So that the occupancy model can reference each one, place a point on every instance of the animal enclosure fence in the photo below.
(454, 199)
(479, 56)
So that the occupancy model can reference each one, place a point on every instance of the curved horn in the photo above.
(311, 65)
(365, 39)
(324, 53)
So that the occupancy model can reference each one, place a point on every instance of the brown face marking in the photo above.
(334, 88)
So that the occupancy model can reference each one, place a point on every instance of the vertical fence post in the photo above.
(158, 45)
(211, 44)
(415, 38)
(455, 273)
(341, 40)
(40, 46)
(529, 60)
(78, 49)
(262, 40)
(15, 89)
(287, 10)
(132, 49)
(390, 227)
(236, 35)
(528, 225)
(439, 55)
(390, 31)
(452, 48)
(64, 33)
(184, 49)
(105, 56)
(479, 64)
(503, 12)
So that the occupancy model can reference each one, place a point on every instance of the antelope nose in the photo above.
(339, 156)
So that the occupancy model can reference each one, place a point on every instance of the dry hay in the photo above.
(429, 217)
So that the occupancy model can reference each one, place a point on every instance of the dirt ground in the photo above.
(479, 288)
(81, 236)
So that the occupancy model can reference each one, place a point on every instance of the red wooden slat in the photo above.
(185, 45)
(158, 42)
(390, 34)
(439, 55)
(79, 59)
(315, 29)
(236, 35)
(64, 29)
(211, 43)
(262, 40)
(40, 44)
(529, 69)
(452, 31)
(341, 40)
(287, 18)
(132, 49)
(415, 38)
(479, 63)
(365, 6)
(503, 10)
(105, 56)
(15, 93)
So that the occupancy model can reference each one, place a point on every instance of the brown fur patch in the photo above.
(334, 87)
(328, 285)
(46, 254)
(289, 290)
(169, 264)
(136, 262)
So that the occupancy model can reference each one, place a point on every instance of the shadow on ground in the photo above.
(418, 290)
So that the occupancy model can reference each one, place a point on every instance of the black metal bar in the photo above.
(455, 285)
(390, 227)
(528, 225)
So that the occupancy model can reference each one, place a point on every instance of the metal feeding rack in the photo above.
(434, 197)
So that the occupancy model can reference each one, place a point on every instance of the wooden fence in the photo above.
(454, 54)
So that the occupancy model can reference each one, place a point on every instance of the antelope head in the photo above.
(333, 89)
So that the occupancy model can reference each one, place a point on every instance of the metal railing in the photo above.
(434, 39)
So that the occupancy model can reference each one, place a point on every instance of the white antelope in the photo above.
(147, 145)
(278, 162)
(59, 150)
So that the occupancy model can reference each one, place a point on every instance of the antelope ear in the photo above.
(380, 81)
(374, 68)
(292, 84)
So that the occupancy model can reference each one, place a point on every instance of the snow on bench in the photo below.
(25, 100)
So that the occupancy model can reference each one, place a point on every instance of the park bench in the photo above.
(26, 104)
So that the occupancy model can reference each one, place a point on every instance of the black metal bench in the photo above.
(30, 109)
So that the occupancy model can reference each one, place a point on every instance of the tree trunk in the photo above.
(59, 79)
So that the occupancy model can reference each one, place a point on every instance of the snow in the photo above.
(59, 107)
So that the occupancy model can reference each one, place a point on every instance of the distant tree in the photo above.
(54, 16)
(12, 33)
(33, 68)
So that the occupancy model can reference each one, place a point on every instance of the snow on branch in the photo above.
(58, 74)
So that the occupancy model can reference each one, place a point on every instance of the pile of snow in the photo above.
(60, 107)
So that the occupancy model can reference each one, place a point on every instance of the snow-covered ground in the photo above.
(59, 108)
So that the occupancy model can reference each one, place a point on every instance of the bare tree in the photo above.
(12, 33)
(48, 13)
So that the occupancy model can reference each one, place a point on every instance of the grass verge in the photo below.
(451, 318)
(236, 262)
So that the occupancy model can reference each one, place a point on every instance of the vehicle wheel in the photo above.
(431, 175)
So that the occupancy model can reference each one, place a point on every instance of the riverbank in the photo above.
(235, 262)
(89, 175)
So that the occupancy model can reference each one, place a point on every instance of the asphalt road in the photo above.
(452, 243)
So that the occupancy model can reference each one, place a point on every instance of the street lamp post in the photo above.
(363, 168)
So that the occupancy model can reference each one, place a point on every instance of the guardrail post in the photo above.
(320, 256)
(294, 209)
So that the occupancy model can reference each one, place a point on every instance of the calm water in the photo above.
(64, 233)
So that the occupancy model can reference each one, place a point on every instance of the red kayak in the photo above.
::::
» Written exercise
Copy the material word for word, starting at the line that contains "verge in the photo below." and continuing through the final line of the material, with both of those lines included.

» Solution for this exercise
So that the occupancy model can reference each one, place a point on every instance of the grass verge in the photo below.
(451, 318)
(236, 262)
So that the occupancy model can reference each one, place a point on every instance of the vehicle wheel in the photo above.
(431, 175)
So that the occupancy model can reference each one, place a point on every instance of the riverbank in the photo above.
(235, 262)
(89, 175)
So that the occupancy model can reference each one, place a point on every instance of the asphalt road in the photo above.
(452, 243)
So that the occupancy model can reference each one, place a point on every instance of the street lamp post in the photo above.
(363, 168)
So that the occupancy model can reference each one, place a point on every instance of the guardrail post in the photo above.
(320, 256)
(294, 209)
So that the occupancy model can reference each one, place a point on every instance of the calm water in the photo above.
(64, 233)
So that the occupancy model can reference each one, place a point on every instance of the red kayak in the photo above.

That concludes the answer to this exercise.